[EXERCISE DIRECTIONS]: Copy out each line below in which the string "rule" appears.

[MATERIAL SUPPLIED]:
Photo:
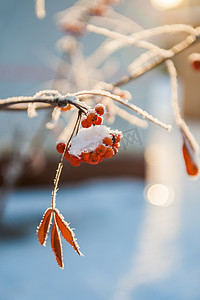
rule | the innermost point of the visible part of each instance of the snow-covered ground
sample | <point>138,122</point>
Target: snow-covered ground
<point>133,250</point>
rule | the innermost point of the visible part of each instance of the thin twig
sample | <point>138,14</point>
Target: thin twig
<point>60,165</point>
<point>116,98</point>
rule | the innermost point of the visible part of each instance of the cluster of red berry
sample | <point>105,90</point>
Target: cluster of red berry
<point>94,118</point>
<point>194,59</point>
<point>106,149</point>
---
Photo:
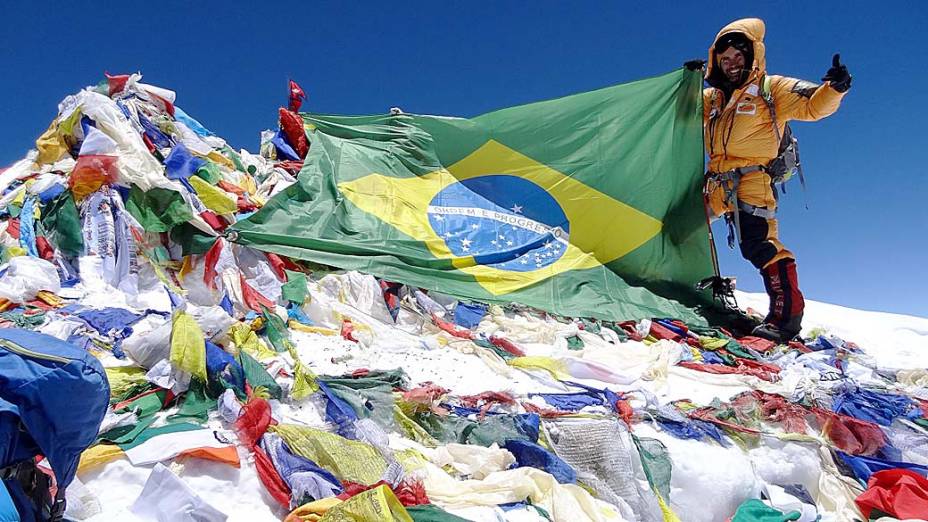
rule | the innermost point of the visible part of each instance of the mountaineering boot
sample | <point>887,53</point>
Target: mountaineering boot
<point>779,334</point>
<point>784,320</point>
---
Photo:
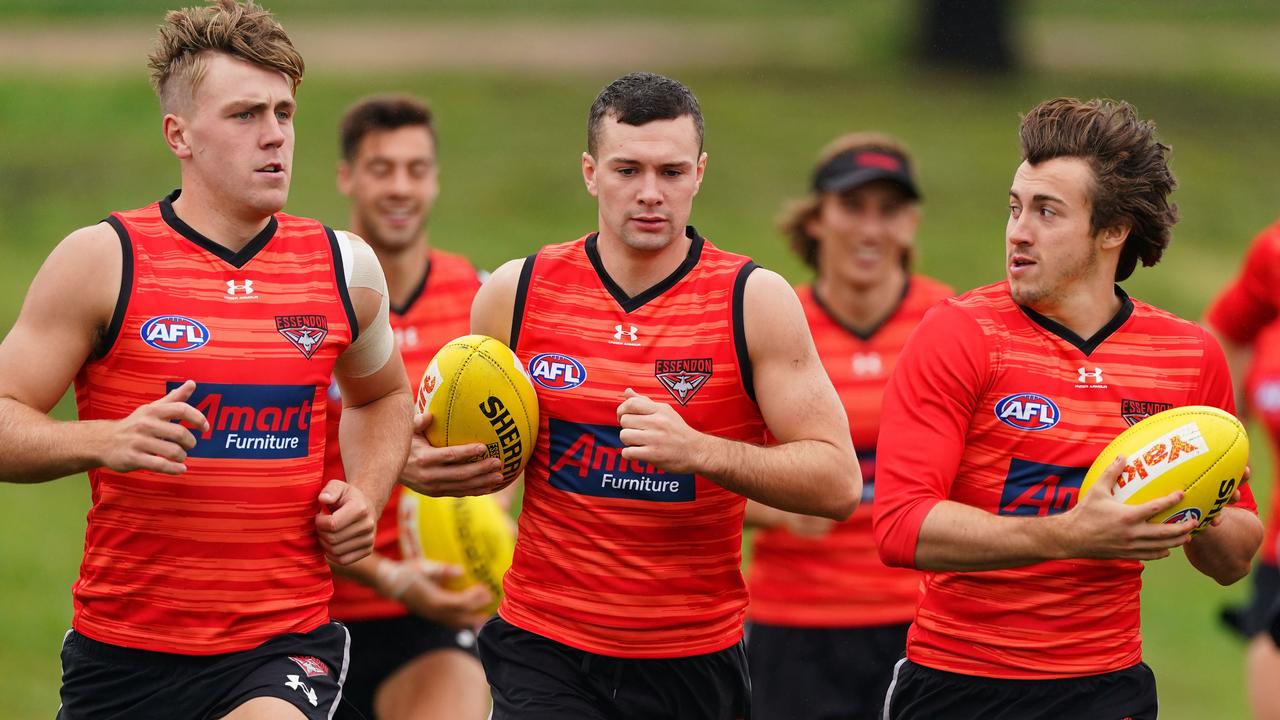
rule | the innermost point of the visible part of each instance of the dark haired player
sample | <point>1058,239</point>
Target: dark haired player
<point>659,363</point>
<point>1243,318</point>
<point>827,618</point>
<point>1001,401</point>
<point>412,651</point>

[ANSWER FOR THIS EXERCISE]:
rule | the innermost point of the visible part of each instance of the snow-covered ground
rule | the innermost point of the visible part of each instance of the thin twig
rule | the innermost point of the visible part of each instance of the cluster of red berry
rule | the innermost point of the visible part of each instance of the mountaineering boot
rule | the innermost point of the visible part of each instance of the dark haired player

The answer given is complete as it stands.